Exercise requirements:
Pick out every line in the records below that contains the word "crossing", and copy each of those lines.

— START OF Supplied material —

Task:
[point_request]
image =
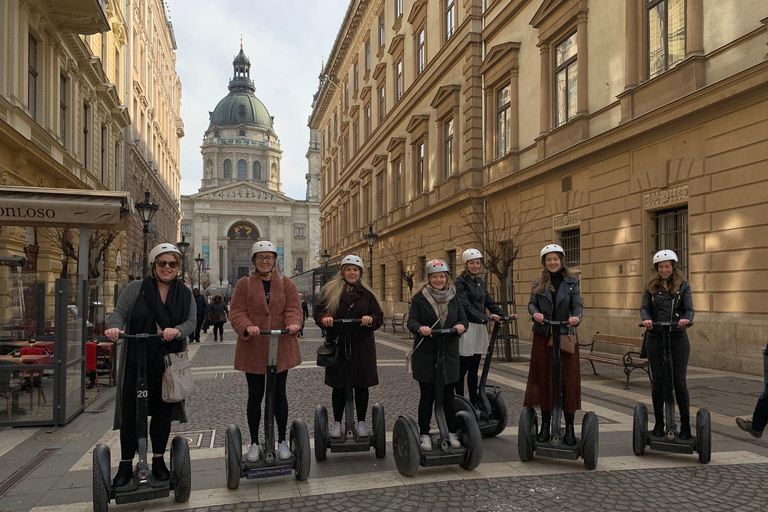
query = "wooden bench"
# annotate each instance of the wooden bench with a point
(631, 359)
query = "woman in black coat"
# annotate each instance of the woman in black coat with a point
(348, 296)
(435, 305)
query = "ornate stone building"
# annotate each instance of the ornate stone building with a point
(240, 198)
(616, 128)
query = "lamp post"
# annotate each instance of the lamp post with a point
(183, 246)
(146, 211)
(370, 239)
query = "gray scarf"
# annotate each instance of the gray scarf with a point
(437, 298)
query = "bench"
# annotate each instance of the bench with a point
(631, 359)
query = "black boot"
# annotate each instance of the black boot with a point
(543, 436)
(124, 474)
(159, 469)
(570, 435)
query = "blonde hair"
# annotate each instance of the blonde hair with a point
(331, 292)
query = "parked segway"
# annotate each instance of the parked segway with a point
(350, 441)
(586, 446)
(491, 413)
(143, 486)
(406, 443)
(670, 442)
(269, 465)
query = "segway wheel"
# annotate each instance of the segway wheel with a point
(526, 430)
(639, 429)
(321, 431)
(379, 431)
(300, 448)
(100, 485)
(469, 435)
(499, 409)
(233, 454)
(181, 468)
(704, 435)
(589, 440)
(405, 445)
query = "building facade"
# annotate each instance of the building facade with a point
(241, 199)
(616, 128)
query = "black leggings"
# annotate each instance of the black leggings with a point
(256, 383)
(469, 365)
(338, 401)
(681, 350)
(427, 401)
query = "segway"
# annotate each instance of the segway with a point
(586, 446)
(350, 441)
(491, 412)
(143, 486)
(406, 443)
(269, 465)
(670, 442)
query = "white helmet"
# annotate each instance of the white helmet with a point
(161, 249)
(470, 254)
(664, 255)
(353, 260)
(263, 246)
(437, 266)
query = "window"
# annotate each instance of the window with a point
(671, 233)
(503, 120)
(570, 240)
(565, 80)
(448, 147)
(63, 109)
(399, 80)
(32, 80)
(666, 34)
(421, 56)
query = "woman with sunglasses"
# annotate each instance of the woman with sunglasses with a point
(157, 304)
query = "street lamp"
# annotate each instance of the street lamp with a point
(370, 239)
(146, 211)
(183, 246)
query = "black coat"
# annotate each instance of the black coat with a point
(475, 298)
(363, 342)
(424, 359)
(565, 305)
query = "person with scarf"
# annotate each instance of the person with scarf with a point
(158, 304)
(435, 305)
(349, 296)
(265, 300)
(554, 296)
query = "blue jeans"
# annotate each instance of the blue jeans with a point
(760, 416)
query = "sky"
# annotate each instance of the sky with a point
(285, 41)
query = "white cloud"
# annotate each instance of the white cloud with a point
(285, 41)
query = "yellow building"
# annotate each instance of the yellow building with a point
(613, 127)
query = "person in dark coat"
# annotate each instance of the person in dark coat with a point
(435, 305)
(349, 296)
(667, 298)
(554, 296)
(158, 304)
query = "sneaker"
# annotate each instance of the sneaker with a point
(284, 451)
(254, 453)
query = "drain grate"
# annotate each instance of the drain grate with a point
(21, 473)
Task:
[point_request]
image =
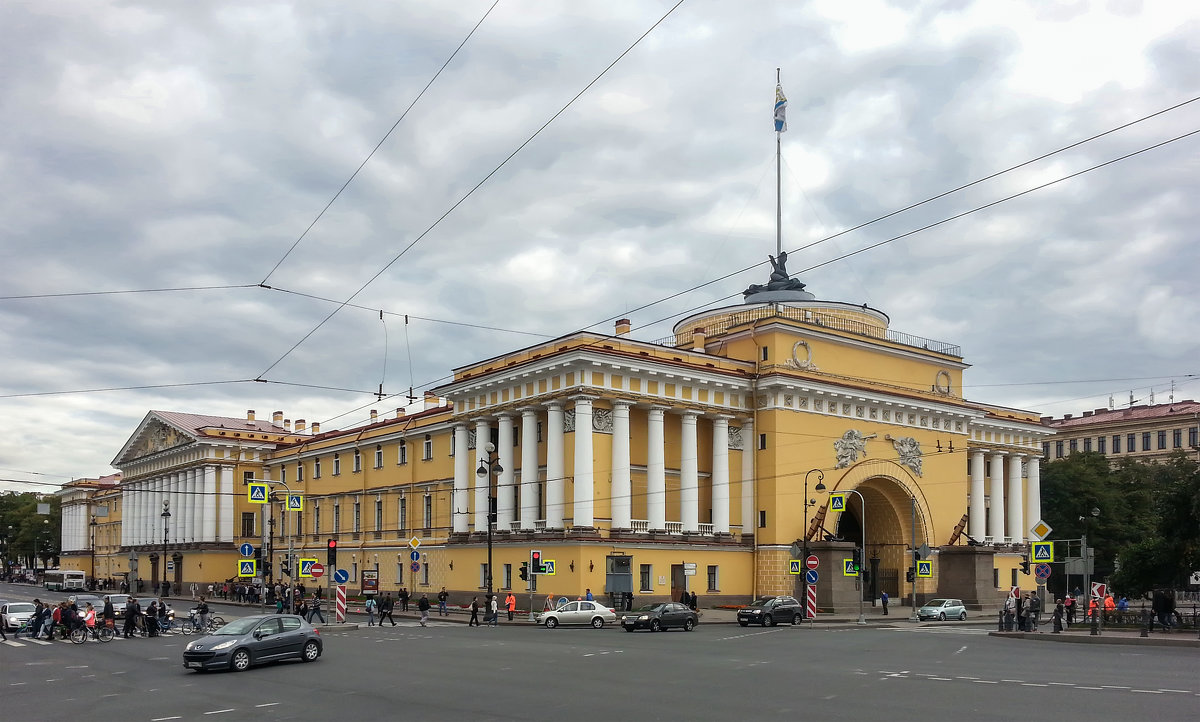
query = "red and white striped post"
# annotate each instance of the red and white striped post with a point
(341, 603)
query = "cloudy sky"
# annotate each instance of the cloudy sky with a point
(184, 145)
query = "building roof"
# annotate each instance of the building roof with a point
(1185, 409)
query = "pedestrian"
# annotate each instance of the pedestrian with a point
(424, 606)
(315, 609)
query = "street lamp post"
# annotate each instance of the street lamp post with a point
(489, 469)
(804, 581)
(166, 521)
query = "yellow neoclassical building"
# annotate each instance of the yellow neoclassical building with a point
(635, 465)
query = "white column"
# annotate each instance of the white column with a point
(556, 465)
(585, 474)
(748, 449)
(622, 486)
(1015, 500)
(655, 471)
(210, 504)
(978, 528)
(1033, 492)
(483, 483)
(460, 507)
(505, 495)
(528, 494)
(720, 477)
(226, 522)
(996, 504)
(689, 474)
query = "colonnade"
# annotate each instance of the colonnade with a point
(202, 507)
(520, 511)
(1005, 523)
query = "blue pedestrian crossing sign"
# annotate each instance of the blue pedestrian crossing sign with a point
(256, 493)
(1043, 552)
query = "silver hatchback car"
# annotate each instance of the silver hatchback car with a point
(252, 641)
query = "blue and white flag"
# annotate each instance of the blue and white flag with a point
(780, 109)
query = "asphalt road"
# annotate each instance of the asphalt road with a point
(720, 672)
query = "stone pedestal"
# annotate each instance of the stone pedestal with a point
(966, 573)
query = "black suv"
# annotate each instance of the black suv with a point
(769, 611)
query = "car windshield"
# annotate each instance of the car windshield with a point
(239, 626)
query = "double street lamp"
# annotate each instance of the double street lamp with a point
(489, 468)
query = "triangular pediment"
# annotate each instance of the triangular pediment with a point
(153, 435)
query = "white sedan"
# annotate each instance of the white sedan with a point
(591, 613)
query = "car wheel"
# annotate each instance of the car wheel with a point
(311, 651)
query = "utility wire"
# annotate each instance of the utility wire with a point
(473, 188)
(382, 140)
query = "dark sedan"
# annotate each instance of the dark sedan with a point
(660, 617)
(252, 641)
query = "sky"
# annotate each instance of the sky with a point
(187, 151)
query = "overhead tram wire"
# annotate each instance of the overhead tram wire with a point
(382, 140)
(473, 188)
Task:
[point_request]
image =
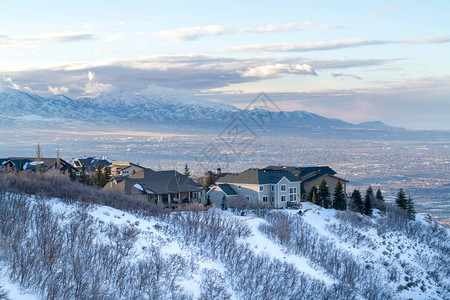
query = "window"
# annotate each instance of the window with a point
(293, 194)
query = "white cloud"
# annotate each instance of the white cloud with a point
(95, 87)
(330, 45)
(191, 33)
(58, 90)
(91, 76)
(276, 70)
(8, 41)
(344, 76)
(115, 37)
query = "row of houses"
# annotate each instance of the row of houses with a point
(279, 186)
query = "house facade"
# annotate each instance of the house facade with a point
(159, 186)
(279, 188)
(314, 175)
(119, 168)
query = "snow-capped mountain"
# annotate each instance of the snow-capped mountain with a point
(117, 108)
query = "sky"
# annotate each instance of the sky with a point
(352, 60)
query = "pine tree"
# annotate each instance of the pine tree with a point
(357, 204)
(312, 196)
(368, 202)
(380, 204)
(97, 180)
(339, 197)
(324, 194)
(84, 178)
(72, 174)
(208, 201)
(187, 172)
(401, 200)
(410, 208)
(106, 175)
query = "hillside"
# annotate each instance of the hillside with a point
(125, 108)
(64, 249)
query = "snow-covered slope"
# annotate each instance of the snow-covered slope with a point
(218, 255)
(125, 107)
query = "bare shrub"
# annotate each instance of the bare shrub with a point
(214, 286)
(3, 294)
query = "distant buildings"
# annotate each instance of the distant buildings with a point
(34, 164)
(162, 186)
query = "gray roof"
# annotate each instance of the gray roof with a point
(159, 182)
(227, 189)
(258, 176)
(29, 163)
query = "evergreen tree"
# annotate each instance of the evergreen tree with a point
(98, 176)
(209, 179)
(410, 208)
(380, 204)
(357, 204)
(106, 175)
(339, 197)
(401, 200)
(324, 194)
(368, 202)
(84, 177)
(208, 201)
(187, 172)
(312, 196)
(72, 174)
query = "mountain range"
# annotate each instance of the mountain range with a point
(19, 107)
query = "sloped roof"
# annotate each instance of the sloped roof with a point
(310, 179)
(29, 163)
(321, 170)
(159, 182)
(91, 163)
(258, 176)
(227, 189)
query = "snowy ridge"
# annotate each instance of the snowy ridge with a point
(123, 106)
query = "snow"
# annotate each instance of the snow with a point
(263, 245)
(393, 247)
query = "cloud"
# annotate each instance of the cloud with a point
(420, 102)
(344, 76)
(115, 37)
(179, 72)
(95, 87)
(8, 41)
(191, 33)
(58, 90)
(293, 26)
(276, 70)
(330, 45)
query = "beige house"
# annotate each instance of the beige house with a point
(280, 188)
(167, 187)
(311, 176)
(120, 168)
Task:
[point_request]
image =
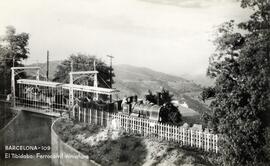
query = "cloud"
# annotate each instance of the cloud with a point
(190, 3)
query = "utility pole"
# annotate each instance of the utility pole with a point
(13, 61)
(47, 74)
(71, 93)
(71, 65)
(110, 57)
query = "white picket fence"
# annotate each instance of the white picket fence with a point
(145, 127)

— END OF Supplied material —

Correct output:
query = "blue pedestrian crossing sign"
# annotate each instance of the blue pedestrian crossing sign with a point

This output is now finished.